SELECTED PASSAGE:

FIG. 4 is a logic flow diagram showing the steps in computing velocity of a vehicle that has triggered two video loops defined by a monitoring system of the present invention.

DETAILED DESCRIPTION OF THE PREFERRED EMBODIMENTS

An embodiment of the vehicular traffic monitoring system of the present invention comprises a camera system having an array of photosensors connected to a nonlinear resistive network for identifying, locating, and processing outliers in the sensor images of a highway or intersection. A plan view of a road or highway segment 10 monitored by the present invention is illustrated in FIG. 1A. A compact camera system 11, which includes a photosensor array 12, an outlier detection network 20, and an electronic data processing system 17, can be mounted on an existing traffic signal support or highway overpass, for example, to provide an image of a segment or intersection of road 10. Selected areas 13-16 of road 10 are designated for analyzing the presence and movement of vehicular traffic. Areas 13-16, which are designated but generally unmarked areas of road 10, may correspond to traditional inductance loops buried in the roadway at intersections, for example. Reference points P1-P4 may be designated at various locations around road segment 10 to facilitate aligning the field of view of camera system 11.

Rows from a point labeling set:
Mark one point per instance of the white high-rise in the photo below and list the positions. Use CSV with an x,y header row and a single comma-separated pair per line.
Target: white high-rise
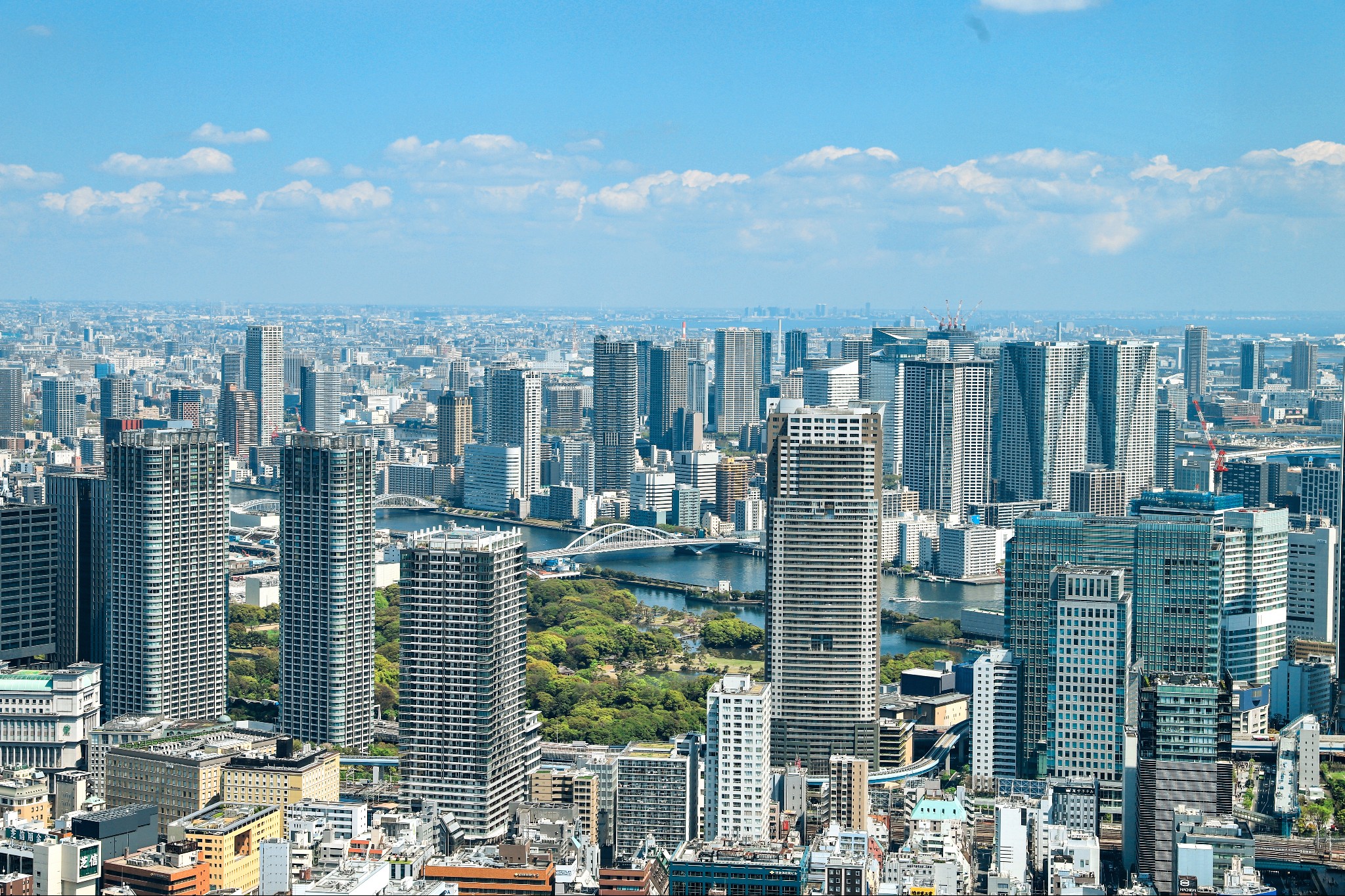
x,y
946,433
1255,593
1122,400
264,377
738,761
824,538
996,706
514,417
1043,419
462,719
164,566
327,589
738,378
==
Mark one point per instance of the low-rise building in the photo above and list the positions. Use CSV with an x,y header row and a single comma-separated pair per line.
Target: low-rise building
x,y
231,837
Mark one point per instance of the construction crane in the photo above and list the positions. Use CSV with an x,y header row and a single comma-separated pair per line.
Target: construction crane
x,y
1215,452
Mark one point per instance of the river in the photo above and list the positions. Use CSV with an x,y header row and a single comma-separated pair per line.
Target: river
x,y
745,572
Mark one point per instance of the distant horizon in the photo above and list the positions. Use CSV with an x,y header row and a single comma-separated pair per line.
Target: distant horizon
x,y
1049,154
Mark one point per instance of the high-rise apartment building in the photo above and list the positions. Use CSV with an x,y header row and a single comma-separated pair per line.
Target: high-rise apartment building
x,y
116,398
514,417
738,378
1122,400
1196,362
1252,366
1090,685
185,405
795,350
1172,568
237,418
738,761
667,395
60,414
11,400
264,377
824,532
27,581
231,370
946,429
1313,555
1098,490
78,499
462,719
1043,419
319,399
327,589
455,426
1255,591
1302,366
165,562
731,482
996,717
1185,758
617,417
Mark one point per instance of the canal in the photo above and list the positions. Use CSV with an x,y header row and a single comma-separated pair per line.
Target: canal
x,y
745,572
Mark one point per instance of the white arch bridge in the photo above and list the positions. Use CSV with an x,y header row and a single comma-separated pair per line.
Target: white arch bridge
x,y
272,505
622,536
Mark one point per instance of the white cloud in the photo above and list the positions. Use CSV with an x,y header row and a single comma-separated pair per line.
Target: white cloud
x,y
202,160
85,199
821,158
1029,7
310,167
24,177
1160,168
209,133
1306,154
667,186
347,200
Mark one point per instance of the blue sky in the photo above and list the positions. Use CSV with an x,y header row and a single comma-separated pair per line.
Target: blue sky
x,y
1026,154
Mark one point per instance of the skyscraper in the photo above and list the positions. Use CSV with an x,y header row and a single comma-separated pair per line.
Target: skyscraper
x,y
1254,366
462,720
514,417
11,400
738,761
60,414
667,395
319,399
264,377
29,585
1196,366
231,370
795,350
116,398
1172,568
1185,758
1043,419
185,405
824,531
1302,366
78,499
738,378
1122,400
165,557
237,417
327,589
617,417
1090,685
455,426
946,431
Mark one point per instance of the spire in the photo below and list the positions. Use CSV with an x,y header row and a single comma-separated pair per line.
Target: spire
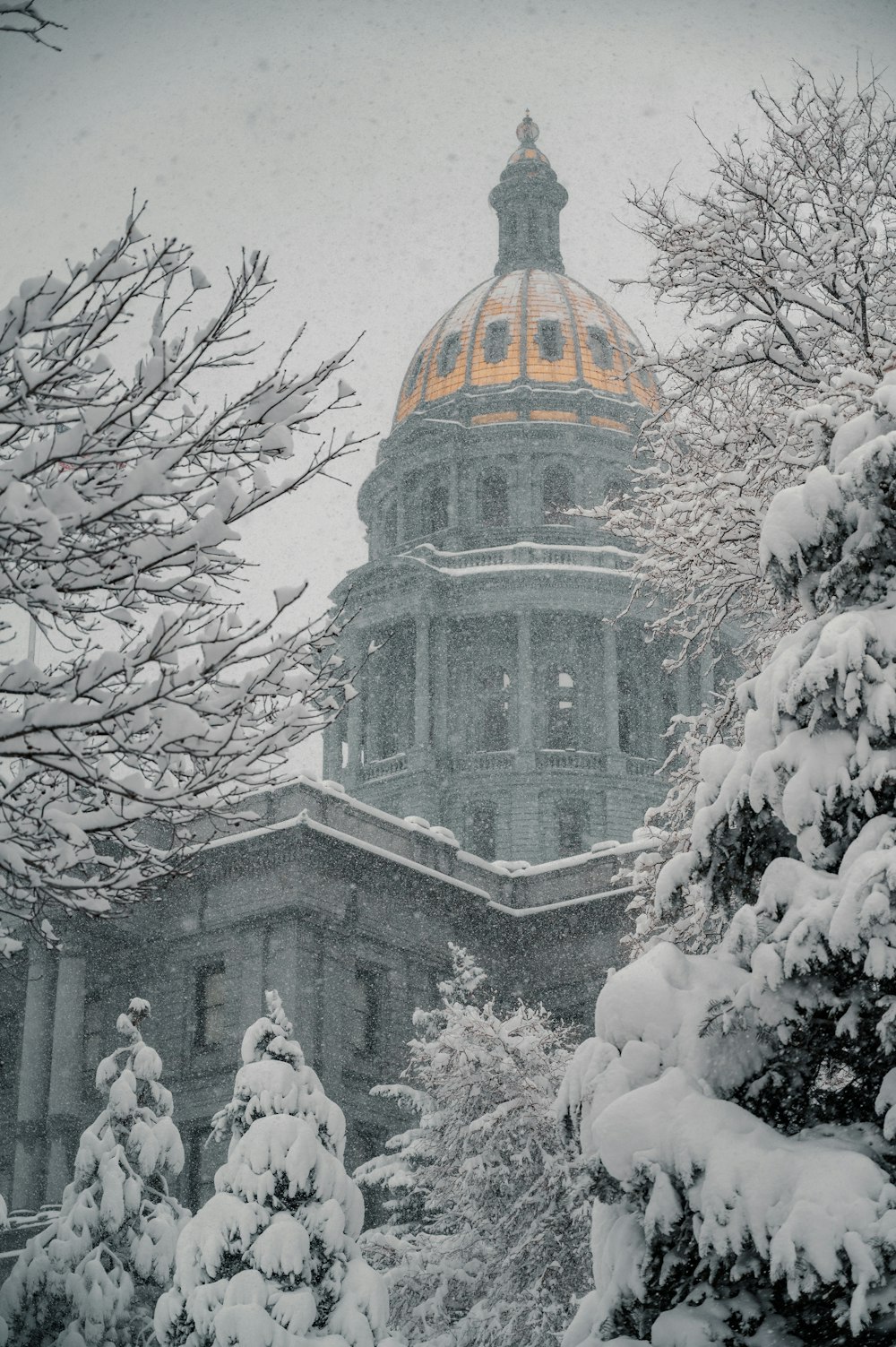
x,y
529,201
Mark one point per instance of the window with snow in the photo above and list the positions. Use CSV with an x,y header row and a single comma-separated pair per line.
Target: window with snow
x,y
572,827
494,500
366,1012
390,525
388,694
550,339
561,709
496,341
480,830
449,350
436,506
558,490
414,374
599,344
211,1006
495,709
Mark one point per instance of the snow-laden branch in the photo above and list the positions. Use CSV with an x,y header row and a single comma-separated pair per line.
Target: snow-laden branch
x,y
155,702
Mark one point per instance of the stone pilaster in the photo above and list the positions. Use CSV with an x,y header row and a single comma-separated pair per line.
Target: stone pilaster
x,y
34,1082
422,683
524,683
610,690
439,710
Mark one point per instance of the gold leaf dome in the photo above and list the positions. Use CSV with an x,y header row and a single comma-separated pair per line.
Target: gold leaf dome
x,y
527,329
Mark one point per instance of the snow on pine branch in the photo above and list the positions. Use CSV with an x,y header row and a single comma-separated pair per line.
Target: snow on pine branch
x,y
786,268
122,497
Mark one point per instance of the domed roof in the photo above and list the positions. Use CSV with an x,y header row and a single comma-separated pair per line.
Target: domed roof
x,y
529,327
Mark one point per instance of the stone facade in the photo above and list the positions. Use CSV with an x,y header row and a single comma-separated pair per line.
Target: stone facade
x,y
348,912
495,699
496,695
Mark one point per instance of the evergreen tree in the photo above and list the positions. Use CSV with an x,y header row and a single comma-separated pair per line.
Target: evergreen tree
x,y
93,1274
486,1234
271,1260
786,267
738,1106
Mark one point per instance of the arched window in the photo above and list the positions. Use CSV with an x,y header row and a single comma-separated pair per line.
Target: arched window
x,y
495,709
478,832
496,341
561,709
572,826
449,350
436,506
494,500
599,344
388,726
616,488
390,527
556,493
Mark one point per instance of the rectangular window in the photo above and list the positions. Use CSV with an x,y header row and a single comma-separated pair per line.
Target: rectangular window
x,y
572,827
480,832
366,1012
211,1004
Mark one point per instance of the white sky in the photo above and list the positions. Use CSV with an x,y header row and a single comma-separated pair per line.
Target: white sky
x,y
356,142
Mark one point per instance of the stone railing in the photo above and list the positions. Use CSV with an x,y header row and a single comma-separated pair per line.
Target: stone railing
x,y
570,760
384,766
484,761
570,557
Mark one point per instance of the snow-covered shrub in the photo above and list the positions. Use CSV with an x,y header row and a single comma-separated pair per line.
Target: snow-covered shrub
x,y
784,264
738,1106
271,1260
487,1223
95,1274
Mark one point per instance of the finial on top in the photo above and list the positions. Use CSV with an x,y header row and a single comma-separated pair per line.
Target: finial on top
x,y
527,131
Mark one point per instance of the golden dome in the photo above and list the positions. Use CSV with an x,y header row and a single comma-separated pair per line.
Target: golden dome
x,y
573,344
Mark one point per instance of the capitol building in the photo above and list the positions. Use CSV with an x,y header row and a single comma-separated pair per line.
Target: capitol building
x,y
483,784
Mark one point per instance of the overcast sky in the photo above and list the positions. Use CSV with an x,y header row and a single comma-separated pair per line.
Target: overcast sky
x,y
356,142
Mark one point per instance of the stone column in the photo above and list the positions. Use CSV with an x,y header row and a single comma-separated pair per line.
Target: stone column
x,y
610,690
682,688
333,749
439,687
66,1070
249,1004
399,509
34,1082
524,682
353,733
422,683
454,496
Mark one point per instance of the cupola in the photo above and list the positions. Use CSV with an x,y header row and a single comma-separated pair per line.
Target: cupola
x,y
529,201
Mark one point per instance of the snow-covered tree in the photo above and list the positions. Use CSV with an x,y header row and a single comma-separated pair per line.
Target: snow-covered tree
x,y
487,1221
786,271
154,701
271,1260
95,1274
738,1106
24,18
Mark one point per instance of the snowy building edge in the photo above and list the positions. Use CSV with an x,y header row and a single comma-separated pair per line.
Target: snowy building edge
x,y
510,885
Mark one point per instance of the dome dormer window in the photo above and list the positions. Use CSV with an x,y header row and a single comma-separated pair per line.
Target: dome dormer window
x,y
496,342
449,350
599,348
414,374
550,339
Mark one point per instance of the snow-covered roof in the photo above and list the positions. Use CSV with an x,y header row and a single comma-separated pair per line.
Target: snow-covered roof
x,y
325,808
--
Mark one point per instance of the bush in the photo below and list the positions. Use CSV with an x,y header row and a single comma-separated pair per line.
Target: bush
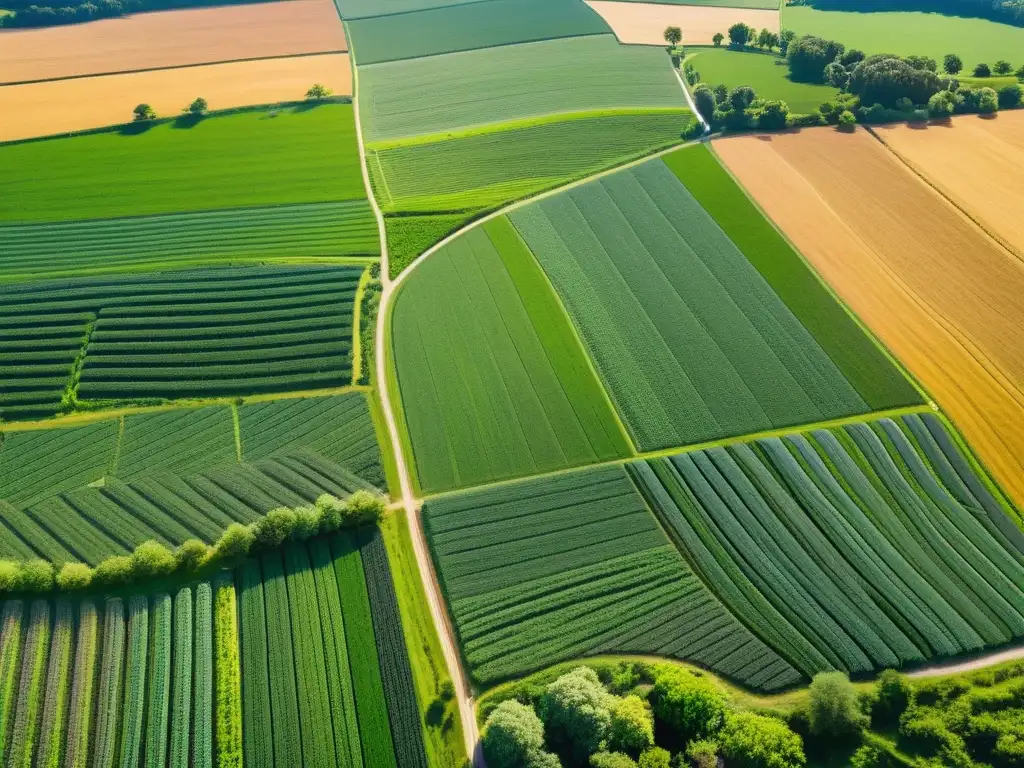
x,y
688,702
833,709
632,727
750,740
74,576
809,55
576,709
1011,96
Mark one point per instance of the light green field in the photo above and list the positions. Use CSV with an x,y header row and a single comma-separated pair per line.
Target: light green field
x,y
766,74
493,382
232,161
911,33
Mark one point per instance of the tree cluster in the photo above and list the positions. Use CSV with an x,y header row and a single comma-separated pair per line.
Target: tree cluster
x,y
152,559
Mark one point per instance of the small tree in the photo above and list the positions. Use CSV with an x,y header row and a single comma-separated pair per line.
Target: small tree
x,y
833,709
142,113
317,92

WRITTEN INSTRUCTION 1:
For the traffic-monitoring excerpt, answer yes or no to each statement and quote the words that decide it: (a) the camera system can be mounted on a highway overpass; (b) areas 13-16 are clearly marked on the road; (c) reference points P1-P4 help align the camera system's field of view.
WRITTEN INSTRUCTION 2:
Resume the traffic-monitoring excerpt after its final sentence, the one about reference points P1-P4.

ANSWER 1:
(a) Yes: "can be mounted on an existing traffic signal support or highway overpass"
(b) No: "which are designated but generally unmarked areas of road 10"
(c) Yes: "to facilitate aligning the field of view of camera system 11"

ANSWER 2:
FIG. 1B represents a video image of road 10 generated by the photosensors 12 and outlier network 20 of camera system 11. Areas 13'-16' of the video image correspond to areas of outlier network 20 that are designated as "video loops," "search windows," or "traps," which in turn correspond to the designated areas or regions 13-16 of road 10. Video loops 13'-16' provide the basis for monitoring traffic on road 10. Camera system 11 examines video loops 13'-16' periodically at an established video frame rate to identify significant changes in the features of the image in video loops 13'-16'. Whereas a conventional buried inductance loop detects changes in the magnetic field above the inductance loop, system 11 detects changes in the number of outlier points in video loops 13'-16' of the sensor image. Detection of an increase in outlier points exceeding a threshold value over the background level in a video loop indicates the presence of a vehicle at the corresponding location on road 10. Vehicle velocity can be computed, for example, by noting the time between detection of outliers at loops 13' and 15' which are separated by a distance D' that corresponds to the actual distance D between areas 13 and 15 on road 10. The correspondence between distance D and distance D' is known based on the known mounting parameters of camera system 11 (i.e., height, azimuth, distance, etc.)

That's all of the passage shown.